DATA SECTION ▸
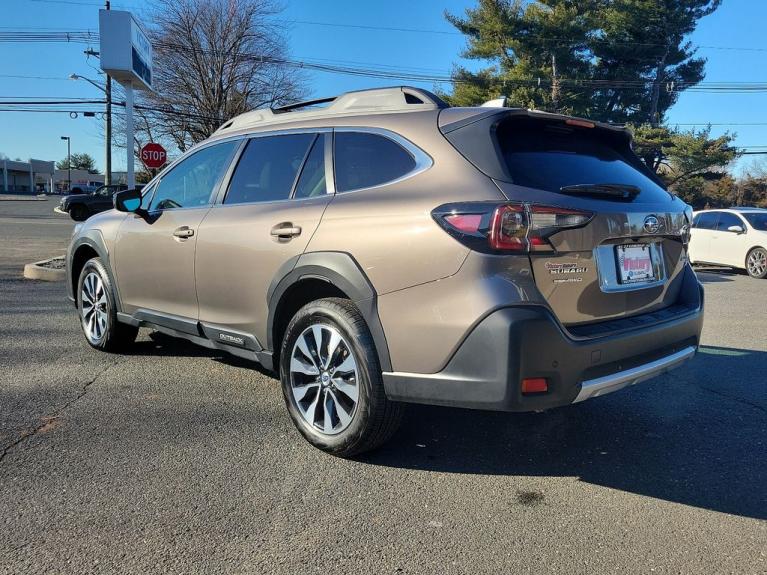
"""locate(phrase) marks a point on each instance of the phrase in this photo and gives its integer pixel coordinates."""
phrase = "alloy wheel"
(757, 263)
(324, 379)
(94, 307)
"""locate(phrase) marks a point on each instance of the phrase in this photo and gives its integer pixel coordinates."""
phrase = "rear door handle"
(183, 232)
(286, 230)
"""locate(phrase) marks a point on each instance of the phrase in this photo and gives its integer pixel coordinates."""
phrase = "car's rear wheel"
(756, 263)
(331, 380)
(98, 313)
(78, 212)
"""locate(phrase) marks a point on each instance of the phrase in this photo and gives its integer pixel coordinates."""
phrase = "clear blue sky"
(738, 23)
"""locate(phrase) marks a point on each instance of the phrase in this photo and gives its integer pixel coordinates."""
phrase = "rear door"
(628, 259)
(273, 203)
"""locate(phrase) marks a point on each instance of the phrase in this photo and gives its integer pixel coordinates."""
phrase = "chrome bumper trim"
(613, 382)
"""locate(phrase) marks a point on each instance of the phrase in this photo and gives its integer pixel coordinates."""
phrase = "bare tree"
(214, 59)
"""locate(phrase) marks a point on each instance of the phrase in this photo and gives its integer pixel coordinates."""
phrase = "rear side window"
(551, 156)
(706, 221)
(364, 160)
(726, 220)
(268, 168)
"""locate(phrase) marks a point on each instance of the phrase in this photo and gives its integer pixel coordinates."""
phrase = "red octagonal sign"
(153, 155)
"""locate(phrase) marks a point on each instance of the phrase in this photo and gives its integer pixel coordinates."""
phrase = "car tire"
(335, 397)
(756, 263)
(98, 312)
(78, 213)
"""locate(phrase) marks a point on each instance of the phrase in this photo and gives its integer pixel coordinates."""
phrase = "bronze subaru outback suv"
(387, 248)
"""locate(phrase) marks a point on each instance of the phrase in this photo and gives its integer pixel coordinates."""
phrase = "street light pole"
(69, 162)
(108, 173)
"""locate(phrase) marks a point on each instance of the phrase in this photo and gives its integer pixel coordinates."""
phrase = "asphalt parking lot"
(175, 459)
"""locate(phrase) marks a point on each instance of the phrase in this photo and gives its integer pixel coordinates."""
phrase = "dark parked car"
(82, 206)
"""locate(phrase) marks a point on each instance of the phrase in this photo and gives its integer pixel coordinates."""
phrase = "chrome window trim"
(423, 161)
(329, 189)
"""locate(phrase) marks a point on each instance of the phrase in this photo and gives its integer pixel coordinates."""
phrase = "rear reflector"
(535, 385)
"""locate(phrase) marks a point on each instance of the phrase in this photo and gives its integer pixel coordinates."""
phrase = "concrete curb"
(38, 271)
(7, 198)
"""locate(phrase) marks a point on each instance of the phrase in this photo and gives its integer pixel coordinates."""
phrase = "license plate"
(634, 263)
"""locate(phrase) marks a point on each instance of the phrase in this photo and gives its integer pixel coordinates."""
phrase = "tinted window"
(726, 220)
(757, 220)
(706, 220)
(365, 160)
(191, 182)
(267, 168)
(549, 156)
(311, 183)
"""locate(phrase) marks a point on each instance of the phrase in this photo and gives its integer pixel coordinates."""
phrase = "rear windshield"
(551, 155)
(757, 220)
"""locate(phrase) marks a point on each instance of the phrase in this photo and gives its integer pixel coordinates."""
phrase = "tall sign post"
(126, 55)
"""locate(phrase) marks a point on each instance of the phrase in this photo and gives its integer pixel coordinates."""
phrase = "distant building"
(34, 176)
(38, 176)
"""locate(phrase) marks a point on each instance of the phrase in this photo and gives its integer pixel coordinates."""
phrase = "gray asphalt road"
(174, 459)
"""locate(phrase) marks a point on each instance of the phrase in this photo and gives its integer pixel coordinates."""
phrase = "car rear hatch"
(604, 238)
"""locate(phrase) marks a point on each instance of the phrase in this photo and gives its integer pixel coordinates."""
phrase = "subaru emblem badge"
(651, 224)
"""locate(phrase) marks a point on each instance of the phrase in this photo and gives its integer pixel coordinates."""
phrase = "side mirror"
(127, 201)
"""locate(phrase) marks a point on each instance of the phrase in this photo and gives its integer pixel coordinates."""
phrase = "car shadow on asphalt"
(697, 436)
(715, 275)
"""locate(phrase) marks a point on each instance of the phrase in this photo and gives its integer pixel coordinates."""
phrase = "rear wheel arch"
(320, 275)
(748, 256)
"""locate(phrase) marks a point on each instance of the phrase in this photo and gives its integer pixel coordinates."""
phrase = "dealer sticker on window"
(634, 263)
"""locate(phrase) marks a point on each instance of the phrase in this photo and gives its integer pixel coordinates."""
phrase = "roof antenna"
(497, 103)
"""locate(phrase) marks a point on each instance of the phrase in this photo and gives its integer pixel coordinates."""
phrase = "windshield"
(758, 220)
(550, 157)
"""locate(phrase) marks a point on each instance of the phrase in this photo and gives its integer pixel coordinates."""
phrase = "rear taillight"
(511, 227)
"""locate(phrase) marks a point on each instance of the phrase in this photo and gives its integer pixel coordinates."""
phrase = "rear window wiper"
(623, 192)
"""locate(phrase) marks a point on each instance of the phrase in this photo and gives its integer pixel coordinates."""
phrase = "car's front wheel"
(756, 263)
(331, 380)
(98, 312)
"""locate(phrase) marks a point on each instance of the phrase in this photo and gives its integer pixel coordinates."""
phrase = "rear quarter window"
(363, 160)
(706, 221)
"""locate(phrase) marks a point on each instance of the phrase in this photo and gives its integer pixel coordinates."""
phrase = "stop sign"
(153, 155)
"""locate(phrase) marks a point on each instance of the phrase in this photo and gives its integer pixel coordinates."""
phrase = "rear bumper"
(521, 342)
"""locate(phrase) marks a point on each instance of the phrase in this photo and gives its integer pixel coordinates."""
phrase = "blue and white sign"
(126, 52)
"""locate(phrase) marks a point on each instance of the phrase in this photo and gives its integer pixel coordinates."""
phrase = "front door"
(154, 251)
(728, 247)
(703, 227)
(274, 202)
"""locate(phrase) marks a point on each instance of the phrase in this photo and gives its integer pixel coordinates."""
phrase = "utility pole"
(108, 170)
(69, 162)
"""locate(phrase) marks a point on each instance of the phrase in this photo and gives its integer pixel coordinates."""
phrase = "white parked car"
(735, 237)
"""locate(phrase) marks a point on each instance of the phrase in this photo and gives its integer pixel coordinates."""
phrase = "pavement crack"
(48, 421)
(733, 398)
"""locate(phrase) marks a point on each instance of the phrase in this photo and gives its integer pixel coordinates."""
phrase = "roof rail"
(375, 100)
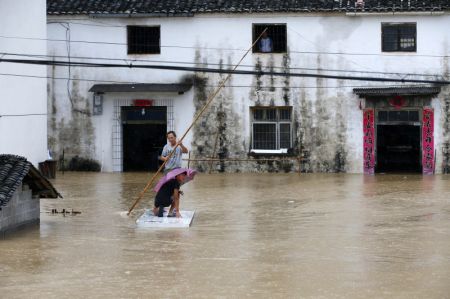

EXERCISE GOAL ▸ Once the pictures are removed, copy the listing exactly.

REPLY TO THE EXERCISE ▸
"""locate(phrase) marks a point on each instance of the phrase in this photo and gives its integer pixel coordinates."""
phrase = "alloy wheel"
(757, 263)
(324, 379)
(94, 307)
"""locate(phrase) marks a point on each instance of the phrase in this photo and gives its integer pixel coordinates."""
phrase = "rear door handle"
(183, 232)
(286, 230)
"""locate(phrase) marks a point on each instance of the phrase in this photo and gives its integer pixel coordinates."""
phrase = "car's rear wheel"
(756, 263)
(331, 380)
(98, 313)
(78, 212)
"""locate(phrase) marks a point on each instance of the phrase in this photo and gives its integer pixel coordinates."""
phrase = "clear blue sky"
(738, 23)
"""locate(phrase) marks a point on each instance of the phrase in this photo and gives its integer pixel coordinates."""
phrase = "rear door"
(628, 259)
(273, 203)
"""locate(phrase) marks a point on each instance of the phrase in this photo and gives its integer pixel coordinates."""
phrase = "chrome bumper trim"
(613, 382)
"""locate(phrase) marks a point on each instance of the phrase in this photo and gives its integer pixel coordinates."""
phrase = "bare tree"
(214, 59)
"""locate(phrase) marks a point on each instance of the phrase in this photo and gives its integer pixel coordinates."""
phrase = "rear side window"
(551, 156)
(706, 221)
(364, 160)
(726, 220)
(268, 168)
"""locate(phrase) marks a point on each instance of the phrase in this photo and gives its integer pixel coordinates."""
phrase = "red octagonal sign"
(153, 155)
"""locate(phrase) marks a point on each instance of the phrase in this photo and gives its integer pixel coordinates."""
phrase = "car tire"
(335, 397)
(756, 263)
(98, 312)
(78, 213)
"""locate(phrase) marks a point on each instance of the phrase in this photo and gives its integer pixel coordinates."""
phrase = "bronze subaru outback suv"
(387, 248)
"""locate(phrase) marks a point on each instance of the phrase in this photo and gives its integer pixel coordinates."""
phrase = "street light pole"
(69, 162)
(108, 173)
"""locate(phrase) marks a point on each instance of the phrase in this photo and gives its integer pixel coordinates."""
phrase = "asphalt parking lot"
(175, 459)
"""locate(phrase) marks a point on each instance of the phrase in this photo and gives its integer pixel coordinates."""
phrase = "dark parked car"
(82, 206)
"""locate(phrase) marks a point on each instance of the phrase in this photo and gives its integer pixel coordinates."""
phrase = "chrome window trim"
(423, 161)
(329, 189)
"""locate(phrase) marks a point on each instance of the phrase in this photo and gives its integer pixel coordinates."""
phrase = "rear reflector"
(535, 385)
"""locate(phrase) marks a point on each instance of the phrase in this photo and gives its integer pixel coordinates."""
phrase = "concrete curb"
(38, 271)
(7, 198)
"""locate(phrase) marks a point on each instance of the phrase in this photo and gives its integer pixel coordinates."""
phrase = "license plate"
(634, 263)
"""locate(phrase) marks a point on each instance of the phrase in this photo and gives its integer pixel coordinates."""
phrase = "tinted window"
(726, 220)
(757, 220)
(706, 220)
(365, 160)
(191, 182)
(267, 168)
(549, 156)
(311, 183)
"""locate(phrase) marks a point on each instance of the phrase in this photo and gives its integer pixel coordinates."""
phrase = "rear windshield"
(551, 155)
(757, 220)
"""locate(phrase) marks a point on each instance of the phrase in this photo and gives its integer pixel coordinates."""
phrase = "tall sign post"
(126, 55)
"""locate(phrase) marks a point on each instance of the phrase in this photo and gives its integer pixel coordinates."""
phrase = "distant building"
(34, 176)
(38, 176)
"""locate(phrase) marks a point on each instance of the phrase in this photo and gives its integer pixel coordinates."""
phrase = "gray asphalt road"
(174, 459)
"""locate(phrase) marks a point on each instance of the phrase in this photo and gives its integer pixel coordinates."""
phrase = "car rear hatch"
(604, 238)
"""locate(phrase) marks a point on each instance of the phrase in this photo and gives its integer pixel coordinates."""
phrase = "subaru emblem badge"
(651, 224)
"""locate(phrase) marks a point on each instance of the phrase in this photo and gives its integer pixel coordinates."""
phrase = "side mirror"
(127, 201)
"""locate(phrase) marks a point on each instance of the phrase in this photo and gives its integer pixel coordinates."""
phrase = "car shadow on asphalt"
(697, 436)
(715, 275)
"""locate(phrase) marks a point on each instance of the phrase in this photo and gives its integer pixel coordinates."""
phrase = "rear wheel arch"
(320, 275)
(748, 256)
"""locate(phrase) marks a point on each instance of the phrase in this photo and gives its integer pixel coordinates."""
phrase = "dealer sticker on window"
(634, 263)
"""locate(phrase) marks a point on each instance of the phrase in this photo and gives its integer pixel coordinates."""
phrase = "roof antenna"
(497, 103)
"""locate(phrase) marks a point on each instance of the phrase in this photo and gives its integer pixel coordinates."""
phrase = "windshield"
(758, 220)
(550, 157)
"""locate(phrase) marks a point on each instance of the phrase in this photo and gives its integer pixel coordinates."""
phrase = "rear taillight"
(511, 227)
"""locate(phrase) marks a point on each instance of the phrase in this photo and gives its integer pixel coordinates."""
phrase = "rear window wiper"
(623, 192)
"""locate(phrase) marks a point on each instance of the phrase in this photo and gives its integer pixel coordinates."""
phrase = "car's front wheel"
(756, 263)
(331, 380)
(98, 312)
"""locate(phrase) marks a point on each instance of the phrase in this photo and gives its integer pixel coordinates."""
phrase = "rear quarter window"
(363, 160)
(706, 221)
"""locate(phrase) marks a point on each instance of the phrase in this photo and gives its integer pixel coordinates."""
phrase = "stop sign"
(153, 155)
"""locate(phrase) marks a point on each instance of the phrase in this photo and gives its integer pixel coordinates."""
phrase = "rear bumper"
(521, 342)
"""locate(phrase) marks a point on each instance of the phrase in this photo and gives its integer pixel coordinates."""
phrase = "blue and white sign"
(126, 52)
"""locate(phrase) marks a point on each instance of the phrase in this photo and gives its integer pixel coordinates."""
phrase = "front door"
(154, 251)
(728, 247)
(703, 227)
(274, 202)
"""locate(phrase) marks a point on each instance of the phrase in this photo and gives its integer pixel coordinates."""
phrase = "utility pole"
(108, 170)
(69, 162)
"""locate(phrase) marks a point on each instance of the phrase in this photo and gives its integer pixel coordinates."""
phrase = "white parked car"
(735, 237)
"""locate(phrase) marks a point on each instance of the phrase in this photo and gives its integer pixel coordinates."""
phrase = "pavement crack"
(48, 421)
(733, 398)
"""locate(phrase) marks a point on each instance of the phrase in this photo and gives its integer pixel coordinates."""
phrase = "roof rail"
(375, 100)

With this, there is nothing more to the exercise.